══ Document extract ══

Influential scholar Hirsch, author of The Knowledge Deficit, asserts that a carefully planned curriculum that imparts communal knowledge is essential in achieving one of the most fundamental aims and objectives of education: preparing students for lifelong success. Hirsch examines historical and contemporary evidence from the United States and other nations, including France, and affirms that a knowledge-based approach has improved both achievement and equity in schools where it has been instituted.
In contrast, educational change of the past several decades in the United States has endorsed a skills-based approach, founded on, Hirsch points out, many incorrect assumptions about child development and how children learn. He recommends new policies that are better aligned with our current understanding of neuroscience, developmental psychology, and social science.
The book focuses on six persistent problems that merit the attention of contemporary education reform: the over-testing of students in the name of educational accountability; the scapegoating of teachers; the fadeout of preschool gains; the narrowing of the curriculum to crowd out history, geography, science, literature, and the arts; the achievement gap between demographic groups; and the reliance on standards, such as the Common Core State Standards, that are not linked to a rigorous curriculum.
Why Knowledge Matters makes a clear case for educational innovation and introduces a new generation of American educators to Hirsch’s astute and passionate analysis.
Praise
Knowledge matters! Anyone who has struggled to read an article stuffed with technical or legal jargon, or with arcane references to obscure places and events, has had a taste of what it’s like to be a child who has been deprived of the cultural touchstones that literate adults take for granted. Hirsch is performing a brave and invaluable service by reminding us that proficient reading depends not just on skilled eyes and ears but on an educated mind.

═══
══ Data ══

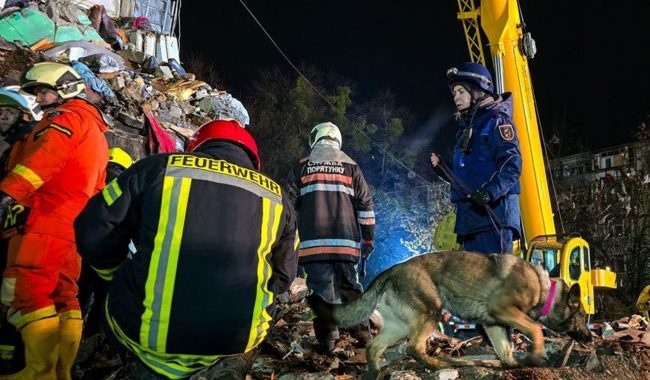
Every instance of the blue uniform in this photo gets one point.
(490, 160)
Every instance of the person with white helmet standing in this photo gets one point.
(336, 224)
(63, 163)
(18, 116)
(486, 161)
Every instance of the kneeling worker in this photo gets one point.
(215, 244)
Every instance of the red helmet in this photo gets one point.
(226, 130)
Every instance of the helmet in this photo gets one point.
(61, 78)
(120, 157)
(472, 73)
(325, 131)
(226, 130)
(11, 97)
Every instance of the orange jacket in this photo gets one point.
(62, 164)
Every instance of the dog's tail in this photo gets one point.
(352, 313)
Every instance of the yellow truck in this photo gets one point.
(566, 257)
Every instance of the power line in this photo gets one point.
(313, 87)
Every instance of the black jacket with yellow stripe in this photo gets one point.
(215, 243)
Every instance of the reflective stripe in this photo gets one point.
(159, 288)
(18, 319)
(328, 251)
(222, 168)
(172, 366)
(106, 274)
(112, 192)
(347, 180)
(329, 242)
(326, 187)
(366, 221)
(297, 241)
(222, 178)
(271, 215)
(29, 175)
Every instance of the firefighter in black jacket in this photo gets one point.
(336, 223)
(215, 245)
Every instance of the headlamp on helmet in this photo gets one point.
(226, 130)
(325, 131)
(473, 73)
(61, 78)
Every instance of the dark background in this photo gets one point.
(590, 75)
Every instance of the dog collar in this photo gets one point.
(549, 299)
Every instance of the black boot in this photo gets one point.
(326, 334)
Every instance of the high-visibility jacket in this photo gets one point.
(62, 164)
(215, 244)
(335, 210)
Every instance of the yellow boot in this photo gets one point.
(41, 340)
(69, 339)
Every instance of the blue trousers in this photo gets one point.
(488, 241)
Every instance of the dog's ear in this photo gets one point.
(574, 297)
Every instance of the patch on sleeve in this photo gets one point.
(55, 127)
(507, 132)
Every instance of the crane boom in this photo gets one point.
(565, 257)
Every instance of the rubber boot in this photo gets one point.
(69, 339)
(41, 340)
(326, 334)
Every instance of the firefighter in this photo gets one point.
(487, 160)
(62, 164)
(17, 119)
(336, 222)
(92, 288)
(215, 245)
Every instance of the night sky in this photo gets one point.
(591, 74)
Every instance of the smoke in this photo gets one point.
(428, 134)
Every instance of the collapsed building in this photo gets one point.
(128, 51)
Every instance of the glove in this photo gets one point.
(366, 249)
(480, 196)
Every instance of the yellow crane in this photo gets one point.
(565, 257)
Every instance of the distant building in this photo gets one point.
(603, 165)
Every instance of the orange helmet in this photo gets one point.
(226, 130)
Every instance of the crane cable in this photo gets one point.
(544, 145)
(313, 87)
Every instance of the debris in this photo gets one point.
(446, 374)
(592, 363)
(606, 330)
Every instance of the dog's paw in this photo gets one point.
(370, 375)
(535, 359)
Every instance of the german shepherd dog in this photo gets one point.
(496, 291)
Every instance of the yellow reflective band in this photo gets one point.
(106, 274)
(112, 192)
(172, 366)
(172, 264)
(159, 287)
(56, 127)
(271, 215)
(29, 175)
(149, 288)
(226, 168)
(297, 241)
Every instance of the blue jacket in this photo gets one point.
(491, 161)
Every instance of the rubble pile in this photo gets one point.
(151, 103)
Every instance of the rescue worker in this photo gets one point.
(92, 288)
(215, 244)
(487, 160)
(17, 119)
(336, 223)
(62, 164)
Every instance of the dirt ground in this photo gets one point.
(288, 354)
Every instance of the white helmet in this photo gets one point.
(325, 131)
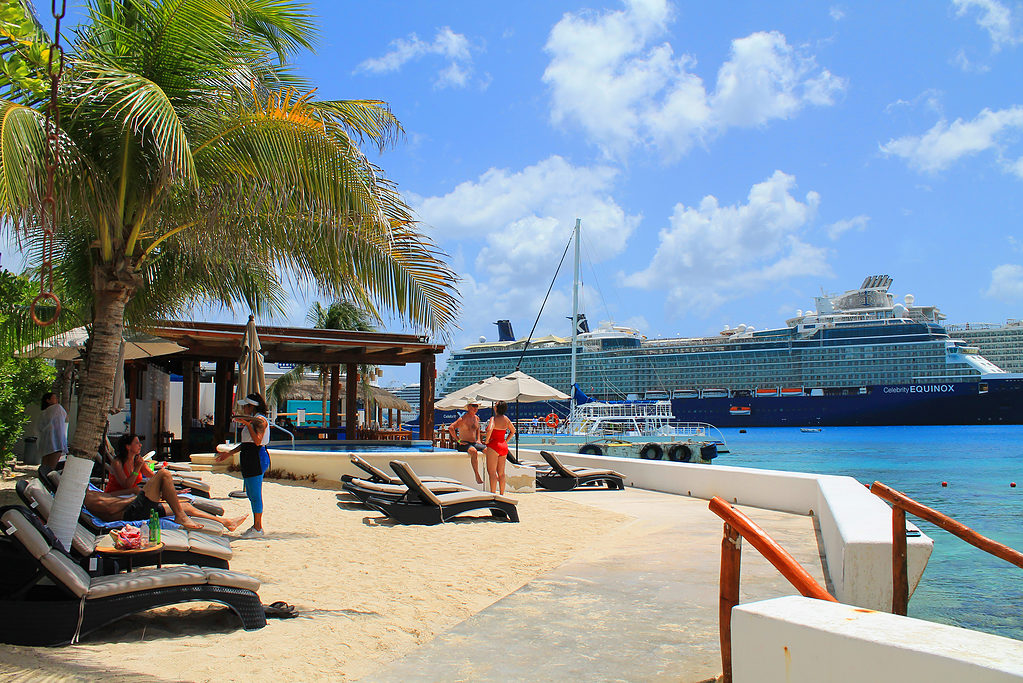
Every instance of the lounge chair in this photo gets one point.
(36, 613)
(380, 476)
(561, 477)
(180, 546)
(364, 490)
(432, 508)
(51, 481)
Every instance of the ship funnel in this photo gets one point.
(504, 332)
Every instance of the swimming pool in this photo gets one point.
(324, 446)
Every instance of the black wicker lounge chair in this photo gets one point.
(50, 479)
(38, 613)
(435, 508)
(180, 546)
(377, 475)
(364, 490)
(561, 477)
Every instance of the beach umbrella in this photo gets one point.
(71, 345)
(520, 388)
(251, 376)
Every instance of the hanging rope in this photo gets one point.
(540, 312)
(48, 214)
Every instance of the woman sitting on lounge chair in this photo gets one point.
(498, 428)
(158, 494)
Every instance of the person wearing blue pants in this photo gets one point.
(254, 458)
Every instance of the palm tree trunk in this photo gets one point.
(96, 380)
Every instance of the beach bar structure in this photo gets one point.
(339, 350)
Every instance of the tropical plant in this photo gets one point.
(23, 380)
(194, 168)
(339, 315)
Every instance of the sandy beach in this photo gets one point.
(368, 591)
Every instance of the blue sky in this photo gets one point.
(728, 161)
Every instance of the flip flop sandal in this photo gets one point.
(279, 609)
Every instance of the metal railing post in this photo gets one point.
(731, 555)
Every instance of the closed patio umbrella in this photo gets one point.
(251, 376)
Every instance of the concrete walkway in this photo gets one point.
(641, 606)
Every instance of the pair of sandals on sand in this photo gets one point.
(279, 609)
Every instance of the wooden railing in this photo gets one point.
(900, 505)
(738, 527)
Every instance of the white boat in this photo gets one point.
(633, 428)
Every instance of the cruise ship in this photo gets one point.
(859, 358)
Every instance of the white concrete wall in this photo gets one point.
(801, 640)
(854, 525)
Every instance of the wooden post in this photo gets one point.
(351, 398)
(731, 555)
(900, 574)
(335, 395)
(427, 372)
(187, 407)
(132, 395)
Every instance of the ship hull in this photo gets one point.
(940, 403)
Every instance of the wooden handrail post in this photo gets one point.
(900, 573)
(898, 499)
(731, 555)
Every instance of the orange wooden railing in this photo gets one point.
(739, 526)
(900, 505)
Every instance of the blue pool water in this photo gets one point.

═══

**Challenge:**
Extract the passage from the book description word for word, beginning at the words "Influential scholar Hirsch, author" and stopping after the words "has been instituted.". The records are independent of the book description and form separate material.

**Solved problem:**
Influential scholar Hirsch, author of The Knowledge Deficit, asserts that a carefully planned curriculum that imparts communal knowledge is essential in achieving one of the most fundamental aims and objectives of education: preparing students for lifelong success. Hirsch examines historical and contemporary evidence from the United States and other nations, including France, and affirms that a knowledge-based approach has improved both achievement and equity in schools where it has been instituted.